[Aufgaben]
A. Stimmen die folgenden Aussagen mit dem Ausgangstext überein? Beantworte jede mit Ja oder Nein und zitiere die entscheidenden Worte aus dem Text wörtlich.
(i) Die Fragen der Schülerinnen und Schüler wurden vor dreißig Jahren gestellt.
(ii) Auf jede Frage wurde eine Antwort gefunden.
(iii) Der Unterricht fand an einem Gymnasium in Graz statt.
B. Gib alles im Ausgangstext von „Provokant waren sie“ bis hinunter zu „Gemeinde überzeugt sind.“ unverändert aus.

[Ausgangstext]
====

Szenenwechsel: Vom See Gennesaret nach Wien.

„Dieser Jesus“, der Siebzehnjährige macht auf ultra-cool, „ist er denn ein Super-Magier, der ein Sturmtief in ein windstilles Hoch verzaubern kann?“ Auch andere schießen los: „Müssen seine Jünger dafür herhalten, dass er seine Show abzieht? Ist er ein deus ex machina, der immer dann auftritt, wenn nichts mehr geht?!“ Mit Einwänden wie diesen haben mich damals meine Schülerinnen und Schüler konfrontiert, vor dreißig Jahren, als ich noch am Gymnasium Wien-Bernoullistraße unterrichtete. „Wenn im Boot schon das Wasser steht, wie kann er da schlafen? Und überhaupt: Woher weiß denn Markus, was Jesus tat und sagte?!“

 

Provokant waren sie schon, ihre Fragen, aber logisch. Nicht immer haben wir Antworten gefunden, fast immer aber sind wir von der Oberfläche auf den Grund gekommen. Denn das ist die andere Möglichkeit, dem Bibeltext des heutigen Sonntags zu begegnen: Das damals Erzählte von innen her verstehen, sich auf seine Symbole und ihre Tiefe einlassen zu wollen. Zunächst einmal genau zu lesen, was der erste Evangelist wirklich geschrieben hat, wovon er und seine Gemeinde überzeugt sind.

====

[Rohdaten]
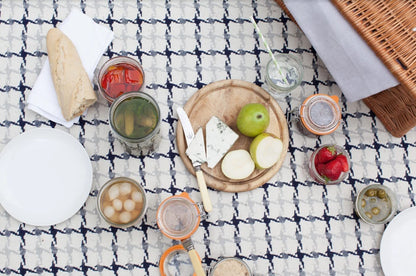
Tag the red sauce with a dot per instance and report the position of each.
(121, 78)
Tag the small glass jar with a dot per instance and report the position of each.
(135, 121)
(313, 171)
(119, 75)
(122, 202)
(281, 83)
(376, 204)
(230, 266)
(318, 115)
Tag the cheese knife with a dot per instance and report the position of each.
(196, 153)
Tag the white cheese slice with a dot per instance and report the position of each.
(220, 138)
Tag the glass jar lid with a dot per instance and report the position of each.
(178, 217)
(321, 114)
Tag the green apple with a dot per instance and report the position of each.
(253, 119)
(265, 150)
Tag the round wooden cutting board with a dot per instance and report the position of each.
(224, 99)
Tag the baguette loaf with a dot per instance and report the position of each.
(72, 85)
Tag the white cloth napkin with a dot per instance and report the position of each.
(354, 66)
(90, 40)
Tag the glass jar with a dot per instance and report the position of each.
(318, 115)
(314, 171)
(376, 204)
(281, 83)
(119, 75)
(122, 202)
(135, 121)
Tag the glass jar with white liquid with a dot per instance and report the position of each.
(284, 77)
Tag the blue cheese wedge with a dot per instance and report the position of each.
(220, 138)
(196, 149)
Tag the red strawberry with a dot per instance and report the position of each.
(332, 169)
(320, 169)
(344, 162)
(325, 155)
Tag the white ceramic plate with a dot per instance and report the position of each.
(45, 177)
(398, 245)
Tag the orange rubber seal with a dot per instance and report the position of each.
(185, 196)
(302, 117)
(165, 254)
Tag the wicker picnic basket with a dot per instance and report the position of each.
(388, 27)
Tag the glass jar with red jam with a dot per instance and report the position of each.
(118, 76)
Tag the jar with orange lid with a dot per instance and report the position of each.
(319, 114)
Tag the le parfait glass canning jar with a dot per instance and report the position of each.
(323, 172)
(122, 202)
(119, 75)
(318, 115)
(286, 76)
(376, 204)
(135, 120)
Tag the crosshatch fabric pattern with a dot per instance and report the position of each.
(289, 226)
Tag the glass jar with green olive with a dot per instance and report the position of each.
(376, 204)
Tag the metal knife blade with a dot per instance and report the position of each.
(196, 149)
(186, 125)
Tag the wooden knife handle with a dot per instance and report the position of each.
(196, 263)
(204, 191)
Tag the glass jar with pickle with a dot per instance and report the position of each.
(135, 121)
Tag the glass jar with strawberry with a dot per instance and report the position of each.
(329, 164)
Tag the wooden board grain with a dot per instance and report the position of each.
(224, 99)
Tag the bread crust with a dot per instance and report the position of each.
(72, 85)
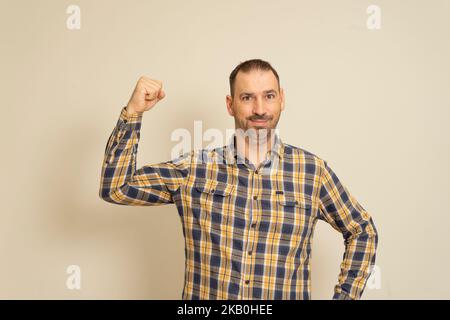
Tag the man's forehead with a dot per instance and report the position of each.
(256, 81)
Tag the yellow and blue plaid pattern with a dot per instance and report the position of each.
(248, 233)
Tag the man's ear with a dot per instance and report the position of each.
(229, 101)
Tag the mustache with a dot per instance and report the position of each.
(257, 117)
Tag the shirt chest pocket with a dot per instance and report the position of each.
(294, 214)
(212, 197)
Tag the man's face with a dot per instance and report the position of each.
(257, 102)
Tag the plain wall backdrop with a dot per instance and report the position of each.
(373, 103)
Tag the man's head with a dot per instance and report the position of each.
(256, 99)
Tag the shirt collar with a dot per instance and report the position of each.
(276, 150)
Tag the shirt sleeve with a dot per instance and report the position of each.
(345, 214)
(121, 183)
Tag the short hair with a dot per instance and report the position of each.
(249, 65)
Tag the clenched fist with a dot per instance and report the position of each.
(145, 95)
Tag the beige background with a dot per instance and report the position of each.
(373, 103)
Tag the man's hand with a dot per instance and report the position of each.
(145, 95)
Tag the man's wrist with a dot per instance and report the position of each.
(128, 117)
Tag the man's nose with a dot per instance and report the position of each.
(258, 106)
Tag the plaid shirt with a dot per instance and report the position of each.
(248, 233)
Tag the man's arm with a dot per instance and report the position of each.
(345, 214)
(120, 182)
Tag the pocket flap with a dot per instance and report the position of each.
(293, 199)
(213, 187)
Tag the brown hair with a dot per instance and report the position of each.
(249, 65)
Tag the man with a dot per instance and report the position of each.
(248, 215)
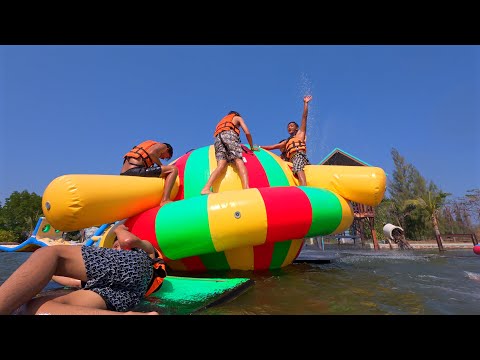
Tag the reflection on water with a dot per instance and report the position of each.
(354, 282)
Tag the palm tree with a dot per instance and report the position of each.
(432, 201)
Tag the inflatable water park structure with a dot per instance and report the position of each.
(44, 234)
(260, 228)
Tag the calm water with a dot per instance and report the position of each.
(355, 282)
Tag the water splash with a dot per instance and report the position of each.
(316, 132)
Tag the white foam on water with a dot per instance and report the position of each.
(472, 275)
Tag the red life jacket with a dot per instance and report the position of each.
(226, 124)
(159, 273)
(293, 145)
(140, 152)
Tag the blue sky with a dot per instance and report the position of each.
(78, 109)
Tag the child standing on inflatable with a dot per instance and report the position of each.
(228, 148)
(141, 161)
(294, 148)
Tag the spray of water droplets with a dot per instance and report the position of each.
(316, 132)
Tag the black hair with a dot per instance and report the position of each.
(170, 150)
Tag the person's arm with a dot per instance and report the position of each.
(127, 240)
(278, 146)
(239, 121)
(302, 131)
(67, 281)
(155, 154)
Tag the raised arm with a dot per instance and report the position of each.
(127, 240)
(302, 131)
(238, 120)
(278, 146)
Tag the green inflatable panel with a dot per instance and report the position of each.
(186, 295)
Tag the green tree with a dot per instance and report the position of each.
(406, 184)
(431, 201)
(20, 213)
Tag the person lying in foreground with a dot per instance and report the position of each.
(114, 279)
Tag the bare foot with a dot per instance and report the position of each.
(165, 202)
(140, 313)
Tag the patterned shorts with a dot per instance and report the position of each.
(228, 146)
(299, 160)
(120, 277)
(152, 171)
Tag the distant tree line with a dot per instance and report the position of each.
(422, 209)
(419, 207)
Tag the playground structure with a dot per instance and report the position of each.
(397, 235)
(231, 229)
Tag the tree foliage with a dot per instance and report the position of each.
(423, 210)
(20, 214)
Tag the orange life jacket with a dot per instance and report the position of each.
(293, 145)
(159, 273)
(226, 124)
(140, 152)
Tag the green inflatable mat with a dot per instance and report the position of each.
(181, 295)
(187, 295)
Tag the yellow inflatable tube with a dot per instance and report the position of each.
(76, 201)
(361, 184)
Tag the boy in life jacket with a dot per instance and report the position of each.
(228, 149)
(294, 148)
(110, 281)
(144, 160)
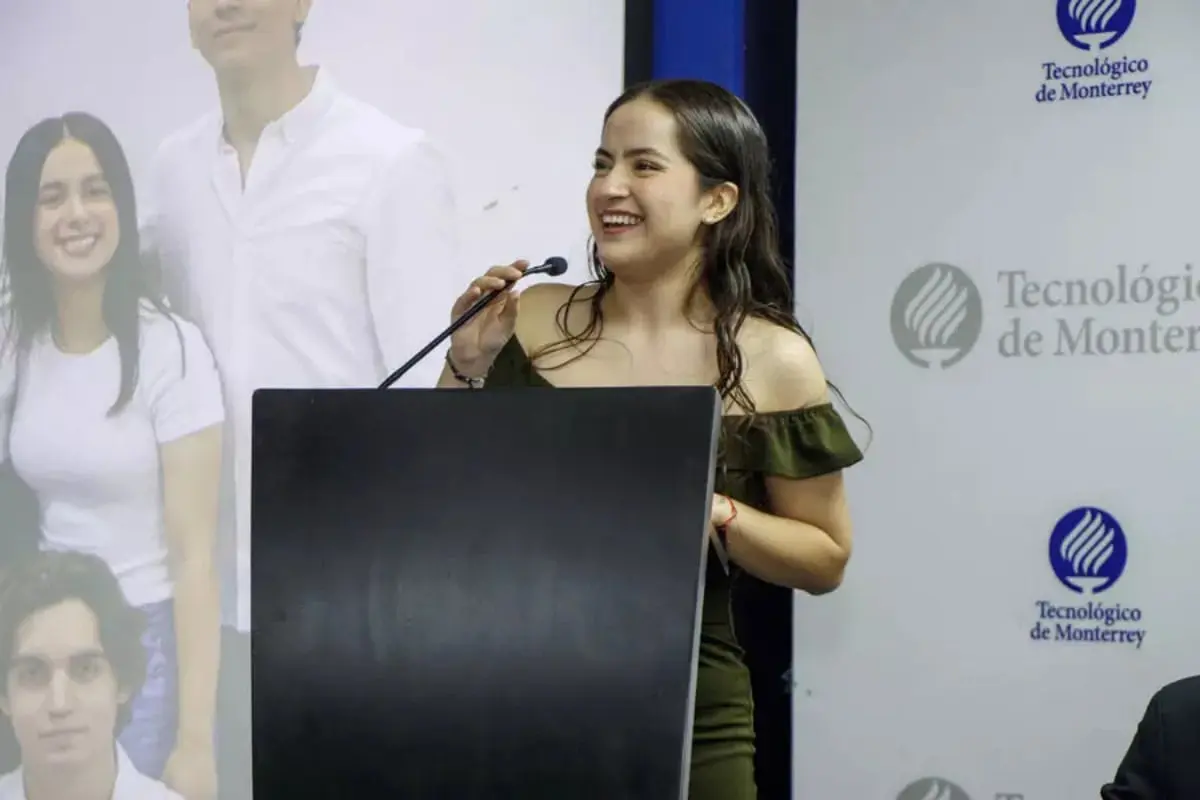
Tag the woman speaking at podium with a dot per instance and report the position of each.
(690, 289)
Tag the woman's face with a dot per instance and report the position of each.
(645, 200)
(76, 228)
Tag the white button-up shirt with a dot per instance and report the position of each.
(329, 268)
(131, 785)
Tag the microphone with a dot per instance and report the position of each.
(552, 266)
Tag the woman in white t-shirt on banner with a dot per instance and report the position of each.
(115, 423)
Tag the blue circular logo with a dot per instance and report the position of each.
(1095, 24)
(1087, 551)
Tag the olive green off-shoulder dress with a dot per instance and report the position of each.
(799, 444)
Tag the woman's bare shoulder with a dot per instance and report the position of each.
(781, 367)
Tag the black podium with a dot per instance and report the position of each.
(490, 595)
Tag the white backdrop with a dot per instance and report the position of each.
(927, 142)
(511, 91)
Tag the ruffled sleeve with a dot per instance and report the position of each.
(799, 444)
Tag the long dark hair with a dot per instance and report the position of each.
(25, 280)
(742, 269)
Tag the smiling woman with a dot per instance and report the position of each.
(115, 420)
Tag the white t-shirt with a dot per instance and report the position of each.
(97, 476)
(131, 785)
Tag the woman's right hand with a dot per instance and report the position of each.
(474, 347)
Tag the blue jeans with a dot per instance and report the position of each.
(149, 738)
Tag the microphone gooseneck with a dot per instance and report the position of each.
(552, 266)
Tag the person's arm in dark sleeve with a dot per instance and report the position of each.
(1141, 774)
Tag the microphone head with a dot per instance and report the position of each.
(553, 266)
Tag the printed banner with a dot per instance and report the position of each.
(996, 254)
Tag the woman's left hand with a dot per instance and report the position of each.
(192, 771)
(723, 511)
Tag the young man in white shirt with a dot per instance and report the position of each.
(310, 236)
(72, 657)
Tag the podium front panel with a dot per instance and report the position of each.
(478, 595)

====

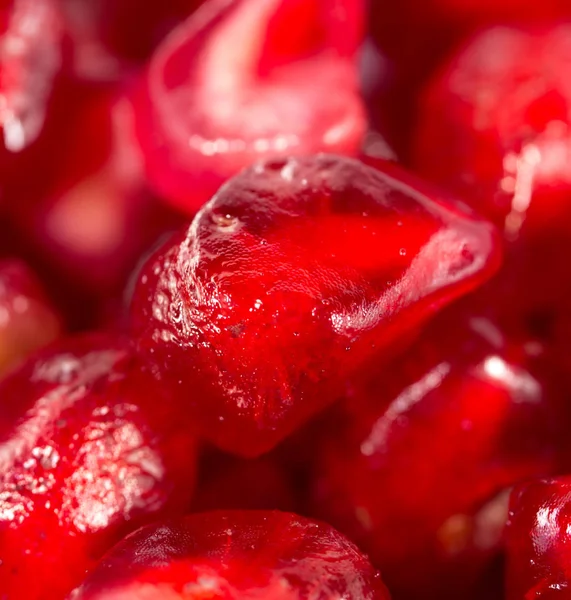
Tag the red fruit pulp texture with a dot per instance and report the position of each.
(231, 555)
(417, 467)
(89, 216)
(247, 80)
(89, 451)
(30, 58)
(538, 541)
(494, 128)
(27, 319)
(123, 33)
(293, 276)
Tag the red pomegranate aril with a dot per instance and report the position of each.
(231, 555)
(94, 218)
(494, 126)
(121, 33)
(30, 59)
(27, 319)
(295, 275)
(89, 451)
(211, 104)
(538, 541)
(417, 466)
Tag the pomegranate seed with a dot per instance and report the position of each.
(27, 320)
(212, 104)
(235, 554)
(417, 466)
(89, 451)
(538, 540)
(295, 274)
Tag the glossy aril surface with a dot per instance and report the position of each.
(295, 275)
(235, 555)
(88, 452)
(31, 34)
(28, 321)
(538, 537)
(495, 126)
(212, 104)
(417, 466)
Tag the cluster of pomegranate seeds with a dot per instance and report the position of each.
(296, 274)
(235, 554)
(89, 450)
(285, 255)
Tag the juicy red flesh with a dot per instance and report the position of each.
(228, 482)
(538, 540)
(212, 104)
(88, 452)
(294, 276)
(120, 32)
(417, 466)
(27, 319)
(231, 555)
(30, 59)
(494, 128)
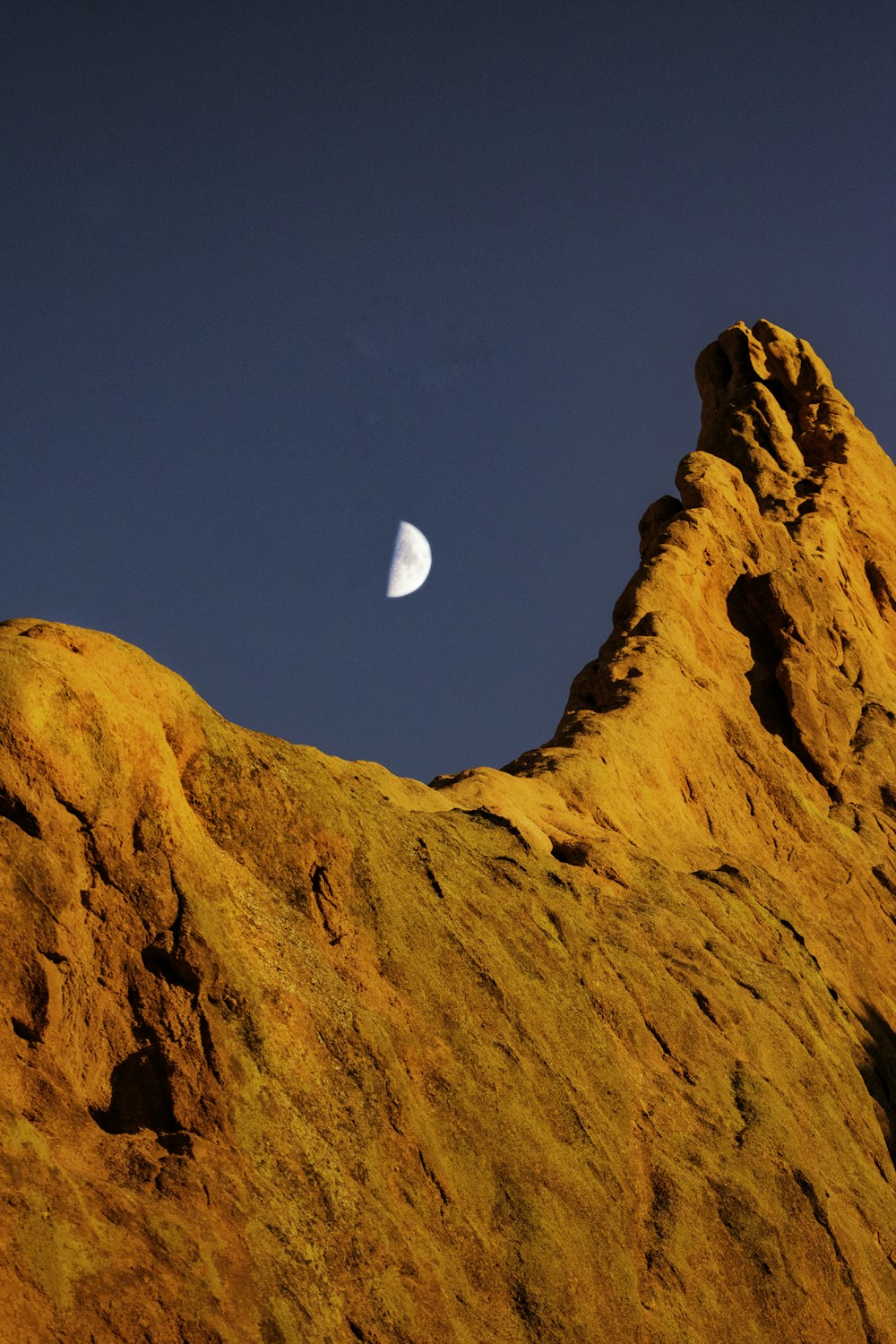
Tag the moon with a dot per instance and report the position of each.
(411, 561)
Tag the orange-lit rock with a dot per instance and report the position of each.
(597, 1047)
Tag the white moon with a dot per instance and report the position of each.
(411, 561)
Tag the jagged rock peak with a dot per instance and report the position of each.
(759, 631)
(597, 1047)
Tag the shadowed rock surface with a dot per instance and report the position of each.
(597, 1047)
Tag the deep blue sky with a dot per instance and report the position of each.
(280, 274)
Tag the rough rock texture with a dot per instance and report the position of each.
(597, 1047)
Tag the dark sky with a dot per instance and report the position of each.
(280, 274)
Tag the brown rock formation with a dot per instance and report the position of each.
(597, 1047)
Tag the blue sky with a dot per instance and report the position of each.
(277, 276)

====

[Lösungen]
A.
(i) Ja: „vor dreißig Jahren“
(ii) Nein: „Nicht immer haben wir Antworten gefunden“
(iii) Nein: „am Gymnasium Wien-Bernoullistraße“

B.
Provokant waren sie schon, ihre Fragen, aber logisch. Nicht immer haben wir Antworten gefunden, fast immer aber sind wir von der Oberfläche auf den Grund gekommen. Denn das ist die andere Möglichkeit, dem Bibeltext des heutigen Sonntags zu begegnen: Das damals Erzählte von innen her verstehen, sich auf seine Symbole und ihre Tiefe einlassen zu wollen. Zunächst einmal genau zu lesen, was der erste Evangelist wirklich geschrieben hat, wovon er und seine Gemeinde überzeugt sind.